In the listing below, take the lines starting at "Query: putting green" and ending at "Outline every instance of the putting green.", and swap "putting green" for "sand trap" wherever it appears. Give back only those lines with nothing else changed.

── Extracted entries ──

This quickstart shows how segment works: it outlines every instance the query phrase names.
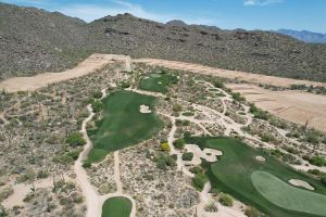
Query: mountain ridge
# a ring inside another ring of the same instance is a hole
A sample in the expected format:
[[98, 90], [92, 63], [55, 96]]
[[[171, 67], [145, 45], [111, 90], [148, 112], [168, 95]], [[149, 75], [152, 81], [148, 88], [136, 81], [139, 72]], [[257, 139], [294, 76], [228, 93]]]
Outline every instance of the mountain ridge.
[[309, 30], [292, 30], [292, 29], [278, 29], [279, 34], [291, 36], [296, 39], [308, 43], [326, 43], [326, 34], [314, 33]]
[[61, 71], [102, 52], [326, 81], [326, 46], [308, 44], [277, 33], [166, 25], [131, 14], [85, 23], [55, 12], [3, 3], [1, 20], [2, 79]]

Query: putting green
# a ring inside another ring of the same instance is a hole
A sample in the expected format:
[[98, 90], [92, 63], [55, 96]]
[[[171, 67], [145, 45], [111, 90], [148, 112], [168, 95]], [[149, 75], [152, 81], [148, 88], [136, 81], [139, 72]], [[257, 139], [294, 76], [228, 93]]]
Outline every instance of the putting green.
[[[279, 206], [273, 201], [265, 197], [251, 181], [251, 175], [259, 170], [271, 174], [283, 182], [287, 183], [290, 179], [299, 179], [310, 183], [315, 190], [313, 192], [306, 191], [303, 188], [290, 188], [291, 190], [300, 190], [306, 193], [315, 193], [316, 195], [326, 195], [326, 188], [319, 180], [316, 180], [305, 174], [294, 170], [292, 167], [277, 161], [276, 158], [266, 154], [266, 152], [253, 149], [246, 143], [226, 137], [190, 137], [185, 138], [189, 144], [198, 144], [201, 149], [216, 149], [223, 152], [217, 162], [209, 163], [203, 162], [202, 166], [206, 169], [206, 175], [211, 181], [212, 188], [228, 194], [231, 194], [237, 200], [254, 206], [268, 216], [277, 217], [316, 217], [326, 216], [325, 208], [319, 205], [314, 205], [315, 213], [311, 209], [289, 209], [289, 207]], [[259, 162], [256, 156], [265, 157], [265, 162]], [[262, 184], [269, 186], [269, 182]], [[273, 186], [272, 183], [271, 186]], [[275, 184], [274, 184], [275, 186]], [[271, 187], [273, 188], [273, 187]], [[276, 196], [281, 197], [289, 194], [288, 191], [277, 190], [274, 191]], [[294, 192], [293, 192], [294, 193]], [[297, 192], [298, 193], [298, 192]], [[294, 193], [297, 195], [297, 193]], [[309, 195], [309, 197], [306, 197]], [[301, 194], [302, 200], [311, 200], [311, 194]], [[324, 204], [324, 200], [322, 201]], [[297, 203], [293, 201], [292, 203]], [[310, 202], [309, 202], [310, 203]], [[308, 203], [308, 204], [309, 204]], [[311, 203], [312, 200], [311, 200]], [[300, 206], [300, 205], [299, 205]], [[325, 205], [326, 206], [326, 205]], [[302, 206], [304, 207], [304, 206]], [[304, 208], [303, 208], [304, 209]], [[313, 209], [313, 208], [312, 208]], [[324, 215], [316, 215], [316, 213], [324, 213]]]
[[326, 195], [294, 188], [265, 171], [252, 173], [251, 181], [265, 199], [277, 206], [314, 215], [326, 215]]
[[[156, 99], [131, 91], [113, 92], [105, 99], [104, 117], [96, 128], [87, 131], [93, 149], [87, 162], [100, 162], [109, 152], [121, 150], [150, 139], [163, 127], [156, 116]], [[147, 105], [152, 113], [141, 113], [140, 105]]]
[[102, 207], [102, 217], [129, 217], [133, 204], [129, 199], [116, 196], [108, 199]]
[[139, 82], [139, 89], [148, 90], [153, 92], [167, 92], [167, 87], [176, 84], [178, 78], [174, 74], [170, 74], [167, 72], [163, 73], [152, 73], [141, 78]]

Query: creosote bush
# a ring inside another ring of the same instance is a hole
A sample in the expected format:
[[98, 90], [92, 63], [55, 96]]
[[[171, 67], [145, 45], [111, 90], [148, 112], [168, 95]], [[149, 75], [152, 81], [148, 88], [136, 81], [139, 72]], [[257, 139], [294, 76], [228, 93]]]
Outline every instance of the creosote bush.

───
── Extracted entries ──

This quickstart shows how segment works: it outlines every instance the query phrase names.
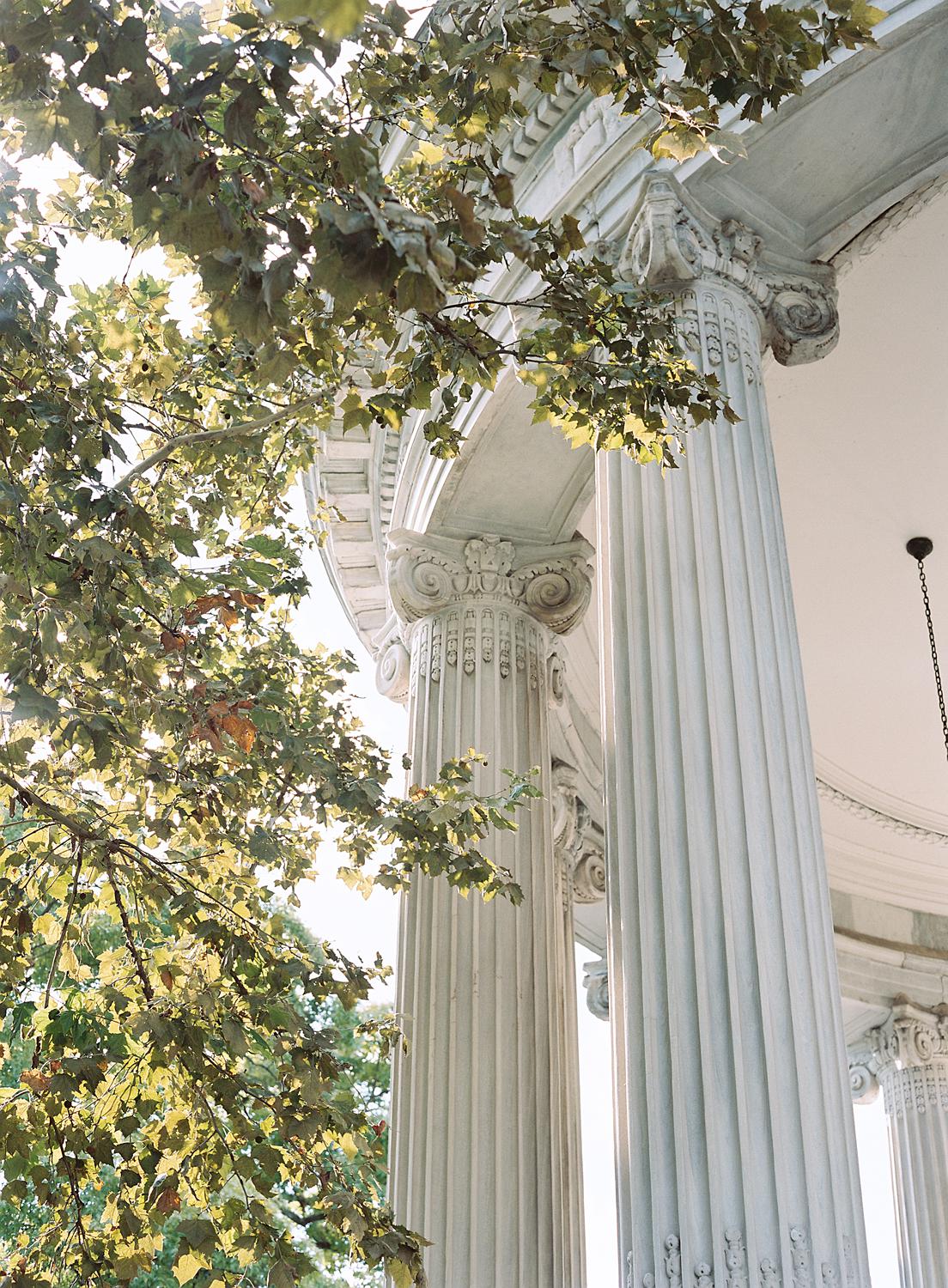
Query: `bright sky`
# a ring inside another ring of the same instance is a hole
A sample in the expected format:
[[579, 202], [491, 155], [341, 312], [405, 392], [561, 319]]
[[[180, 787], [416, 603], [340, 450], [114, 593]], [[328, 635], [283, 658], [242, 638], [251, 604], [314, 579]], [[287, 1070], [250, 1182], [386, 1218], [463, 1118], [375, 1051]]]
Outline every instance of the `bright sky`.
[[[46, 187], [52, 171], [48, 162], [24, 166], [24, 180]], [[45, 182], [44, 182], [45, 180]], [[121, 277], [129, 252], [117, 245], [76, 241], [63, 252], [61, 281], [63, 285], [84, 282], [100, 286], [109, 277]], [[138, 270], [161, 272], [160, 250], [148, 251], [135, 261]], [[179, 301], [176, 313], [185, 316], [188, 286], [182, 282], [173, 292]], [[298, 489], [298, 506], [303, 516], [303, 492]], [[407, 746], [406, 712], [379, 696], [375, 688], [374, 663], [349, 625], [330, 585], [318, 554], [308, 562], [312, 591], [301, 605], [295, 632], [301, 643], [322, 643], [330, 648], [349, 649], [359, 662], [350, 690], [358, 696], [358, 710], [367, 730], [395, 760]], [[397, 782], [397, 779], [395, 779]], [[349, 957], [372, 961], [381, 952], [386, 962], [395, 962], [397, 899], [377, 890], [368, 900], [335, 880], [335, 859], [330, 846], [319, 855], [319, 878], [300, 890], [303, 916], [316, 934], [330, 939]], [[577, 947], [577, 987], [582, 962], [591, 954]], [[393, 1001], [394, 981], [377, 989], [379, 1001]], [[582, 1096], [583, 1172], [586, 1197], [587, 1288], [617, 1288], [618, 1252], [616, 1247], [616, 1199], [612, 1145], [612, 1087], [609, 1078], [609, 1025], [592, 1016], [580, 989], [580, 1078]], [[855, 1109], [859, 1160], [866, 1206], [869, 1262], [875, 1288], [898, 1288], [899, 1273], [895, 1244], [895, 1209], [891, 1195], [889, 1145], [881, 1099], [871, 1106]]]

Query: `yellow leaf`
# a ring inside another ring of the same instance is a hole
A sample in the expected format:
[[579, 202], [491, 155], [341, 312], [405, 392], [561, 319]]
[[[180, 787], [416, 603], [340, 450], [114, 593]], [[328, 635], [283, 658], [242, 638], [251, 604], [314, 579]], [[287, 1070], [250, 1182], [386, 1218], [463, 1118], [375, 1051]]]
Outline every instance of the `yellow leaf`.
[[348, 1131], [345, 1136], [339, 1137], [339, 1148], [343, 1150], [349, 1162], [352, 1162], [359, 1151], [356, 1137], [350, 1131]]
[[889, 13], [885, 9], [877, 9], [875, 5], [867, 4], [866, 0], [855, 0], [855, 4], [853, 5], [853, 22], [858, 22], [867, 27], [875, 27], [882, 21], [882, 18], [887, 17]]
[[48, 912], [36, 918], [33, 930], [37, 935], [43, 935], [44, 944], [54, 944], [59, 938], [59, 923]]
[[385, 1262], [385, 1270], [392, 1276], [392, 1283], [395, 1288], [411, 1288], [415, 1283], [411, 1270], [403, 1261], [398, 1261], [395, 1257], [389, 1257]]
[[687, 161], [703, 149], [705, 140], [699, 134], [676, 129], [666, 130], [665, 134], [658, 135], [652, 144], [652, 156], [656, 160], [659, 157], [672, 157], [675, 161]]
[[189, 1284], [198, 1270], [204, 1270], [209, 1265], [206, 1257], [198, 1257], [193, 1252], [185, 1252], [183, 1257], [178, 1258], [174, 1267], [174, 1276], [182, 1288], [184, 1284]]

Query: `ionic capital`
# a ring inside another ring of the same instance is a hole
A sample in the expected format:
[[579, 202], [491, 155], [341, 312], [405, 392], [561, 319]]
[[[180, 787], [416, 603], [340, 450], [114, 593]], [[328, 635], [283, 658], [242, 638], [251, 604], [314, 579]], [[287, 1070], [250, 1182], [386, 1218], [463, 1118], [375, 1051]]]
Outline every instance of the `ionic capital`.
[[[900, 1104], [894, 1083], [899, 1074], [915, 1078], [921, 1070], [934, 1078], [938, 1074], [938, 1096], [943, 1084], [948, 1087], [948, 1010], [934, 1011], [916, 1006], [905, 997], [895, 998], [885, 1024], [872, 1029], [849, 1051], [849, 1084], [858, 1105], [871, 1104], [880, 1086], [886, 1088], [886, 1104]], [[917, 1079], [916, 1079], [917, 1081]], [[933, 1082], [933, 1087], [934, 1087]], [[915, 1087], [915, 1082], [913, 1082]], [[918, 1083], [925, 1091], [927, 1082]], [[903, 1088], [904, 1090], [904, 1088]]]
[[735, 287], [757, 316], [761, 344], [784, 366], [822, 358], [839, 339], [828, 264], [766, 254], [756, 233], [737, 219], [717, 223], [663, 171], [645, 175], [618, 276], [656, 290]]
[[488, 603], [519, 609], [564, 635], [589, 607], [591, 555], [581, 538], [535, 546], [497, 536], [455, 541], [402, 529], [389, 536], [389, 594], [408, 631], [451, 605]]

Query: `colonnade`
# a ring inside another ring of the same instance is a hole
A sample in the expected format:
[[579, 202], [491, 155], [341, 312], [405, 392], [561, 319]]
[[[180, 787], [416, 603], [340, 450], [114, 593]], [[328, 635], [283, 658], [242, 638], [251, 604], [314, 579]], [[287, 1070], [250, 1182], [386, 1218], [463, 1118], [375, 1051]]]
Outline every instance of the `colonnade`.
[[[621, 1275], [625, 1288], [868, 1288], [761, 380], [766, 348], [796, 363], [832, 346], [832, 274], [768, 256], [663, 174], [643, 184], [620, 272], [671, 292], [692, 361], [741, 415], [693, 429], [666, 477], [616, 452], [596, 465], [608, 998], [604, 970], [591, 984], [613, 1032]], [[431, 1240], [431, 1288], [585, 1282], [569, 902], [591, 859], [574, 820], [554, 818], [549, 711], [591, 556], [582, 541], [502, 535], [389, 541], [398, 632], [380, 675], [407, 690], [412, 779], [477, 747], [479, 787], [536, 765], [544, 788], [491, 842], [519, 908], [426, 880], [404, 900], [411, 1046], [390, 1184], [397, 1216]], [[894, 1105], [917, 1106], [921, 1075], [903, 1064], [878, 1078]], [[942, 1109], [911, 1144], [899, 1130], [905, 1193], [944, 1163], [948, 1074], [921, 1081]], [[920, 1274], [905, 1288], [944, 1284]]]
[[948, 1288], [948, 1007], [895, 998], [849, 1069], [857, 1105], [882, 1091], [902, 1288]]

───

* **Output**
Query: sand trap
# a ring inside another ring of the same instance is a hole
A sample in the expected format:
[[98, 90], [92, 63], [55, 96]]
[[[171, 67], [145, 45], [111, 90], [148, 112], [168, 95]], [[149, 75], [152, 81], [148, 88], [136, 81], [139, 72]], [[257, 139], [294, 76], [228, 93]]]
Outline every instance of the sand trap.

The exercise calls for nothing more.